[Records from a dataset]
-- START --

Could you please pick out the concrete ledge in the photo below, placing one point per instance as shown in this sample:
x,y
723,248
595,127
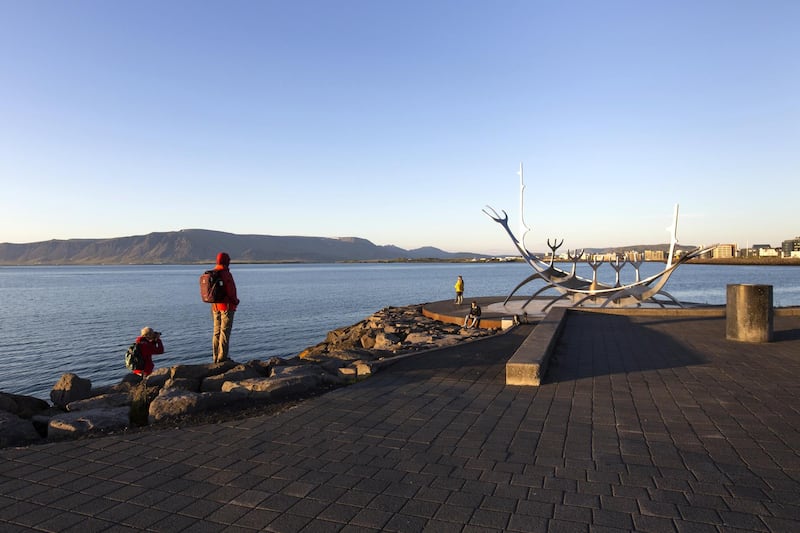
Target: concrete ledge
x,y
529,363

-- END --
-- START --

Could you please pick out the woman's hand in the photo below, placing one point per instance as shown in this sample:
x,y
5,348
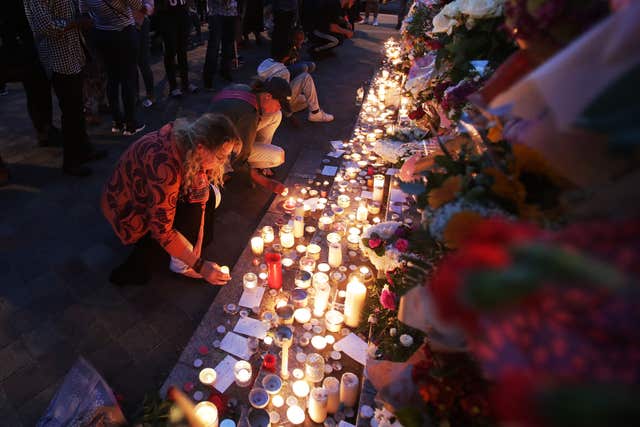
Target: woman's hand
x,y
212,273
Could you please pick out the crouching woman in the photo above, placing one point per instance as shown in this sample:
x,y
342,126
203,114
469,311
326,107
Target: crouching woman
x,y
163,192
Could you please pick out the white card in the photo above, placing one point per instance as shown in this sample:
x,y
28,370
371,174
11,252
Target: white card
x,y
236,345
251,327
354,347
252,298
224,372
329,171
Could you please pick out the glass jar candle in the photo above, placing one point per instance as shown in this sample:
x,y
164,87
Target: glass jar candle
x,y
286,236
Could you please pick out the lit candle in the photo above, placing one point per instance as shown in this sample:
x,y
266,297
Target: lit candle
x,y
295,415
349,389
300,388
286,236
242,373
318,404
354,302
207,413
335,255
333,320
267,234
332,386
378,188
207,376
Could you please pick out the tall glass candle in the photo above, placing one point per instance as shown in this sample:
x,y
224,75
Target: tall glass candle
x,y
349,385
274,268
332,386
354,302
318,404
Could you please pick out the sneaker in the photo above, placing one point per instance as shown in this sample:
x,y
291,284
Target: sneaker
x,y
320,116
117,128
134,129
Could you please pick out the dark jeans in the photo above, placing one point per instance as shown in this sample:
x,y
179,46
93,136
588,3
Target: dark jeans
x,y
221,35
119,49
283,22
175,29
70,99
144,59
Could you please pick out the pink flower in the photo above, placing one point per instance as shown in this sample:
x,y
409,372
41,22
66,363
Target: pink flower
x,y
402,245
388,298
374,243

-- END --

### Exercise prompt
Count the lines in the rows above that contain the string "jeans", matching case exactly. Reply with the number alone.

### Output of the task
2